Point placement records

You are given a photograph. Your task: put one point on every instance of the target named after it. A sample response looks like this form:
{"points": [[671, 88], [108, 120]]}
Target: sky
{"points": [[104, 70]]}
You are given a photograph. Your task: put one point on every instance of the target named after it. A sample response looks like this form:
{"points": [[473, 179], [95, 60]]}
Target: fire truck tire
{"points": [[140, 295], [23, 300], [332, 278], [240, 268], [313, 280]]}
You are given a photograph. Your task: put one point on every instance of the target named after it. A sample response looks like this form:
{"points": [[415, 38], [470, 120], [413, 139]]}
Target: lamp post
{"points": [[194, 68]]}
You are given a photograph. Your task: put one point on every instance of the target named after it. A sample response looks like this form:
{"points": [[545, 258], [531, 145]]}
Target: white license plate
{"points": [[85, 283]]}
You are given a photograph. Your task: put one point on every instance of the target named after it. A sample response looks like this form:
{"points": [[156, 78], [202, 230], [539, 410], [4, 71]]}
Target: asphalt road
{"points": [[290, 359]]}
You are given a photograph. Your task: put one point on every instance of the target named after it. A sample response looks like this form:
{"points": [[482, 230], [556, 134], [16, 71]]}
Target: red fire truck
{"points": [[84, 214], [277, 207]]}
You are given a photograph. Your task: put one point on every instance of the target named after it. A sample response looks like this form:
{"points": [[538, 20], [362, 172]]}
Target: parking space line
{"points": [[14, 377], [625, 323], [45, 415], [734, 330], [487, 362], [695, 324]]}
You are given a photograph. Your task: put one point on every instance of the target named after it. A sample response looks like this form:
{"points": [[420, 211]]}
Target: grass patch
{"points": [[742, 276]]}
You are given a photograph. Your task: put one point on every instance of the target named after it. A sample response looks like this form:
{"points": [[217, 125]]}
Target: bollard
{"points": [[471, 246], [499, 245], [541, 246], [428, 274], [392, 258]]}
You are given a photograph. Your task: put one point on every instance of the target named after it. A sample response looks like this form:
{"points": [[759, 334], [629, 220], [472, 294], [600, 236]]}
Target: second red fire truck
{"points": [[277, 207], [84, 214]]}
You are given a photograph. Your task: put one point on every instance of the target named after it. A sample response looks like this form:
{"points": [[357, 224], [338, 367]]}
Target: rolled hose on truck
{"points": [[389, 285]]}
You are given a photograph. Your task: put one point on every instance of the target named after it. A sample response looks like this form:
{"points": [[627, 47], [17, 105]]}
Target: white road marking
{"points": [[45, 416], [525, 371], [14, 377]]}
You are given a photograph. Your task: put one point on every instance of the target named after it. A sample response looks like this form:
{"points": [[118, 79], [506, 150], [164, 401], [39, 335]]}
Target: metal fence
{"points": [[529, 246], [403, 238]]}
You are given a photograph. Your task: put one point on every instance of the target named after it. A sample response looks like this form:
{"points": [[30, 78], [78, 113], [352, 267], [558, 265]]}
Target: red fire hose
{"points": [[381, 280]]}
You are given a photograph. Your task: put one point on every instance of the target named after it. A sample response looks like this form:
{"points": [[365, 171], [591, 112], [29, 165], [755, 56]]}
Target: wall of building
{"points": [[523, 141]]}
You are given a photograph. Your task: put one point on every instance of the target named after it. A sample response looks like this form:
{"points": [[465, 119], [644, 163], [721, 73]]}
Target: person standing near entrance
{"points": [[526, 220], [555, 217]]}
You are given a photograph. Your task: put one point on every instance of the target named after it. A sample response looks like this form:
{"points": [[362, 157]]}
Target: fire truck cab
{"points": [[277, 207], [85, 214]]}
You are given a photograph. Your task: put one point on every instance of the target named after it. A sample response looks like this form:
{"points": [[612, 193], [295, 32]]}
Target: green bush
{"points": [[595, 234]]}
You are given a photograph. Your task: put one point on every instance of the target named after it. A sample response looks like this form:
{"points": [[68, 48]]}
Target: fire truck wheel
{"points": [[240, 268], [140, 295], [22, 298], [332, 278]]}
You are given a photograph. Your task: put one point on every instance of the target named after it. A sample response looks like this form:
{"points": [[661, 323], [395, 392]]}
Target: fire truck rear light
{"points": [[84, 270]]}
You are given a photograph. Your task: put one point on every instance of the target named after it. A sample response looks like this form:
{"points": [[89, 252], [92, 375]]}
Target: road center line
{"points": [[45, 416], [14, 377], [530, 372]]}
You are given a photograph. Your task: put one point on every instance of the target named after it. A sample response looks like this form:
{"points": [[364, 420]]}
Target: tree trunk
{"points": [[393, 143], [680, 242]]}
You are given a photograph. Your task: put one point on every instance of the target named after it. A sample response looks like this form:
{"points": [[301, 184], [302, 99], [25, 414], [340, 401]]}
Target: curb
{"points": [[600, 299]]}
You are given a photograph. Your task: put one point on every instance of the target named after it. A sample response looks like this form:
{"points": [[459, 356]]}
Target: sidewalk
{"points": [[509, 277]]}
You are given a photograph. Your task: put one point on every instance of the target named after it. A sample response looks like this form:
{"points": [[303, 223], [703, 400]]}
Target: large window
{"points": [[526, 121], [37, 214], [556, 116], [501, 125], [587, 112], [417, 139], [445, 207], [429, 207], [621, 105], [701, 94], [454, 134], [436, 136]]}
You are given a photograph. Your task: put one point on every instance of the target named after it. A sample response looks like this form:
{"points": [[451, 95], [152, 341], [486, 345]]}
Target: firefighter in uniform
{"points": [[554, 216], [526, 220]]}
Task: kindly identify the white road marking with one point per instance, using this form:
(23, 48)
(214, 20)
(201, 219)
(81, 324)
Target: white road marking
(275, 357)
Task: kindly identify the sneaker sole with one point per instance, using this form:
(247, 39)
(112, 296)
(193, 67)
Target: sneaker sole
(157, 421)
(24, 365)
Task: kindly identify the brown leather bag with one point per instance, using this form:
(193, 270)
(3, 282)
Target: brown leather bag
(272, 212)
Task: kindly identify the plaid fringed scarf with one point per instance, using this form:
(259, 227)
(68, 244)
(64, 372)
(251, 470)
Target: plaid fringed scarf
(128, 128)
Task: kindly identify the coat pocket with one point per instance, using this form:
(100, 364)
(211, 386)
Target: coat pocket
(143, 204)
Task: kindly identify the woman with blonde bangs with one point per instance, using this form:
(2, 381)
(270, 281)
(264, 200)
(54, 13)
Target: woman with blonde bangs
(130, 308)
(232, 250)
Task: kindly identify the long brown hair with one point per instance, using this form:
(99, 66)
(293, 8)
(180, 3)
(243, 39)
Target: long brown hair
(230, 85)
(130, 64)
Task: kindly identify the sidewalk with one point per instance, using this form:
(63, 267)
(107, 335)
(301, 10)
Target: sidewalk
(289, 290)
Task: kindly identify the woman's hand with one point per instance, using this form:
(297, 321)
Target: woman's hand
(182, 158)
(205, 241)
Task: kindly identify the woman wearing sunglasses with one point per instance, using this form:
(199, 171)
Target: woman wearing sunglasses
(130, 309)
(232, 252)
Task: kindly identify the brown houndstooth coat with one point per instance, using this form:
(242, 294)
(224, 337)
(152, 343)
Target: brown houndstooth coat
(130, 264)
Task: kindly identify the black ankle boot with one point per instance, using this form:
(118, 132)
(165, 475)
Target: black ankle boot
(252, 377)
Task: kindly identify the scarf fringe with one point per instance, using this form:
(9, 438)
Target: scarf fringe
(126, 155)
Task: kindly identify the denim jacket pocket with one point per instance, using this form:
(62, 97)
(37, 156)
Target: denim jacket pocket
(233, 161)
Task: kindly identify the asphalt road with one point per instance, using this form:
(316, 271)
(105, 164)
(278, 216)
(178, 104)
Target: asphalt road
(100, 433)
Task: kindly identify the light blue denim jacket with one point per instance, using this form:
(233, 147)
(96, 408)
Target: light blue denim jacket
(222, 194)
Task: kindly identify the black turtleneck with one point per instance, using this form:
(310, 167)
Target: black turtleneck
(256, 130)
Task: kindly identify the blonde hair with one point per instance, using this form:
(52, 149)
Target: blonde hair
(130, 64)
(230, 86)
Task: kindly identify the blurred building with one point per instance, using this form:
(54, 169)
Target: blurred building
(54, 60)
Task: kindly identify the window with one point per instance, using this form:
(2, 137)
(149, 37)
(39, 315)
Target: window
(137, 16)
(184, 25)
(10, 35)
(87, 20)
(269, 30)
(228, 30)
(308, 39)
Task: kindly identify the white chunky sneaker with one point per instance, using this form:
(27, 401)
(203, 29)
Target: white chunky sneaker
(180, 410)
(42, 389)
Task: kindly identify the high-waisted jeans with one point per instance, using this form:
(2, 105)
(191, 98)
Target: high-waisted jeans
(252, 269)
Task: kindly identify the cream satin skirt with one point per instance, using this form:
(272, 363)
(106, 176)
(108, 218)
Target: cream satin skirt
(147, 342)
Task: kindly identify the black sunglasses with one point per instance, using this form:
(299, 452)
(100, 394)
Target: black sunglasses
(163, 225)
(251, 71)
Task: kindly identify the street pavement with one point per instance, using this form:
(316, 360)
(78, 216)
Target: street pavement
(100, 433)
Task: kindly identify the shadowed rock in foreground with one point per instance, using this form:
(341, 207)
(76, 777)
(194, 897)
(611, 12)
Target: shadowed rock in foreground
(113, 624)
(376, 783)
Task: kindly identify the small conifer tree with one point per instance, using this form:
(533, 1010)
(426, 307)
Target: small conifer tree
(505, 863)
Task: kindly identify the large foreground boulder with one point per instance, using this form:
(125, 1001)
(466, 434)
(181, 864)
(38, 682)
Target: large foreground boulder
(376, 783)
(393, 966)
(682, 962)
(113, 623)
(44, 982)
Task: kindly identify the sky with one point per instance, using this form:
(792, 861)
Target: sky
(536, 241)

* _WHAT IS ASKED_: Everything from the line containing "Task: kindly identify the asphalt" through the final line of the listing, inclusive, must be reproduced exactly; leave out the rest.

* _FINAL RESULT_:
Task: kindly identify the asphalt road with one point per instance, using this form:
(316, 271)
(105, 164)
(278, 216)
(178, 104)
Target: asphalt road
(100, 433)
Task: kindly identify the light blue denim jacket with one point per instance, using this form:
(233, 147)
(96, 408)
Target: light blue denim jacket
(222, 194)
Task: kindly identify the black turtleneck with one point per instance, using this form:
(310, 167)
Target: black turtleneck
(256, 130)
Task: kindly identify the blonde hair with one point per instance, using this form:
(52, 149)
Target: blonde hair
(130, 64)
(230, 86)
Task: kindly identify the blurred building with one point per instance, using this form:
(54, 169)
Target: blurred building
(54, 60)
Task: kindly identify the window with one point per instance, using this form:
(2, 137)
(149, 37)
(39, 315)
Target: window
(137, 16)
(184, 25)
(10, 35)
(87, 20)
(269, 30)
(228, 30)
(308, 39)
Task: kindly identify the white chunky sneaker with one point per instance, using this form:
(27, 401)
(203, 29)
Target: white chunky sneaker
(180, 410)
(42, 389)
Task: kindly identify the high-waisted jeans with one point per instance, using this form:
(2, 105)
(191, 98)
Target: high-waisted jeans
(252, 269)
Task: kindly identify the cream satin skirt with one point per instance, using this form:
(272, 363)
(106, 176)
(108, 218)
Target: cream satin skirt
(147, 342)
Task: kindly identify the black sunglasses with one point per instance, using this form:
(299, 452)
(100, 394)
Target: black sunglasses
(163, 225)
(251, 71)
Task: kindly identify the street pavement with one point per instance, using this form:
(316, 360)
(78, 216)
Target: street pavement
(100, 433)
Task: kindly identify the shadowed rock in foreground with one point per instance, using this form:
(341, 207)
(76, 777)
(194, 897)
(611, 12)
Target: shadowed rock in foreground
(113, 624)
(376, 783)
Task: kindly identify the small conifer tree with one point per instance, using this form:
(533, 1010)
(426, 307)
Target: small conifer tree
(505, 863)
Task: kindly identify the large foreground boulder with one point per instance, using this form:
(125, 1001)
(466, 434)
(181, 864)
(38, 682)
Target: large foreground boulder
(376, 783)
(393, 966)
(682, 962)
(113, 623)
(44, 982)
Task: kindly identify the sky with one point per instance, using this form:
(792, 861)
Target: sky
(536, 241)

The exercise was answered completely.